[Records drawn from a dataset]
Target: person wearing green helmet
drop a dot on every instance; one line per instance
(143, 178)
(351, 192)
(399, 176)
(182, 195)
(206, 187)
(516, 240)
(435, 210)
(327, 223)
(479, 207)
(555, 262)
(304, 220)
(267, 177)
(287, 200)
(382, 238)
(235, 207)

→ **Problem requirements**
Output the entries above word for word.

→ **Solution to this exercise**
Target: person wearing green helmet
drop a dot on every instance; one line per instance
(143, 178)
(351, 192)
(399, 176)
(182, 195)
(206, 187)
(516, 240)
(435, 210)
(327, 223)
(479, 207)
(555, 262)
(304, 220)
(267, 177)
(287, 200)
(382, 238)
(235, 207)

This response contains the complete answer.